§ PAGE TEXT
━━━━━━━━━━━━━━━━━━━━━━━━━━━━━━

Mo and Roxie in the gardenSpring has a way of arriving without asking if you’re ready for it. One day things are quiet, steady, predictable… and the next, something changes. Not all at once, but enough that you feel it. The air is different. The light lingers a little longer. The day stretches out in ways it didn’t just a week ago.

I always make sure I’m prepared for the season itself. That part I’ve got covered. Supplies are where they should be, things are stocked, and nothing I rely on gets overlooked. But that’s not where spring ever catches me. It’s everything that comes with it.

The other afternoon, I had the windows open for a while, long enough to clear out that last bit of winter from the house. It felt good. Quiet, even. Like things were easing into place. But by the next day, that quiet was gone. The phone rang more than usual. People were out and about again. The garden center picked up, and what had felt like a slow start turned into something a lot busier, a lot faster than I’d expected. That’s the part I don’t always account for.

━━━━━━━━━━━━━━━━━━━━━━━━━━━━━━

§ DATA PROVIDED

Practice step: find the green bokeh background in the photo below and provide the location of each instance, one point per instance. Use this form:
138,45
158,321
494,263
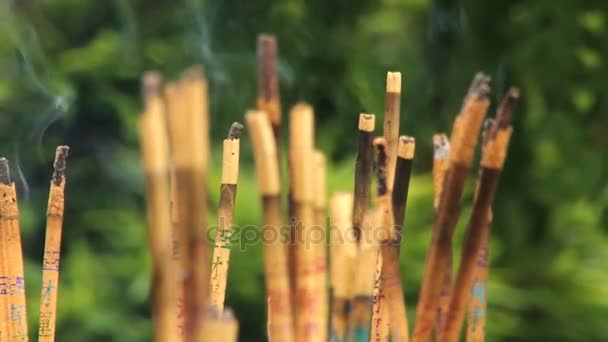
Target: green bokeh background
69,74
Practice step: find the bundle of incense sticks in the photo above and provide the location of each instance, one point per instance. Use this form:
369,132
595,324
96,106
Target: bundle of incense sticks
361,296
13,315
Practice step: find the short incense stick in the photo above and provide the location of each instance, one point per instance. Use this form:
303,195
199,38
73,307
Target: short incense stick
363,170
360,320
343,252
441,151
280,321
52,248
308,302
492,162
392,111
390,280
189,152
463,140
319,236
9,223
154,147
221,327
221,250
401,185
268,82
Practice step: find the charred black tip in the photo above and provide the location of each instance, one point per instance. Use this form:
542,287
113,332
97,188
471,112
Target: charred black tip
60,164
235,130
505,110
381,164
5,173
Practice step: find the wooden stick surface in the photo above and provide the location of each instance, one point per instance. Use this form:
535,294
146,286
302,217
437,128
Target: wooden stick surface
189,143
363,170
280,319
360,318
52,249
9,222
392,111
154,146
463,140
492,162
441,147
343,252
319,237
390,281
308,302
220,261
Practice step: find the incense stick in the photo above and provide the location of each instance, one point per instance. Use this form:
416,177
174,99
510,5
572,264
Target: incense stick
268,83
319,238
221,250
360,318
221,327
175,112
392,111
391,274
153,137
187,133
308,303
463,141
492,162
5,281
476,317
52,248
363,170
9,222
441,147
343,252
280,321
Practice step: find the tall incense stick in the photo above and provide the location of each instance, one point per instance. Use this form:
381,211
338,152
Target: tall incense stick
319,236
309,305
221,327
391,274
441,147
187,132
278,291
343,252
52,249
360,319
9,222
268,83
392,111
363,170
154,147
221,250
463,140
492,162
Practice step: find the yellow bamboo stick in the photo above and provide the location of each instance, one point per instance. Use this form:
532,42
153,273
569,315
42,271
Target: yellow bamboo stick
52,249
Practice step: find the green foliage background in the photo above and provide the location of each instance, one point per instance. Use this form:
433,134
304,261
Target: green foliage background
69,74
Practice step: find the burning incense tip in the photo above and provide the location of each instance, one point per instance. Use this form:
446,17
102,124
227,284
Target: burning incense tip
151,84
235,130
407,145
503,117
5,173
60,164
393,82
367,122
381,162
441,146
479,79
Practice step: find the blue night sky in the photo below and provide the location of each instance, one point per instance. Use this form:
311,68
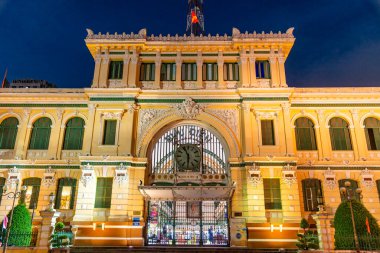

━━━━━━━━━━━━━━━━━━━━━━━━━━━━━━

§ WHAT NEEDS TO BE DONE
Reproduce word for word the section of the spring passage above, starting with "Mo and Roxie" and going on through "a week ago.".

§ RESULT
Mo and Roxie in the gardenSpring has a way of arriving without asking if you’re ready for it. One day things are quiet, steady, predictable… and the next, something changes. Not all at once, but enough that you feel it. The air is different. The light lingers a little longer. The day stretches out in ways it didn’t just a week ago.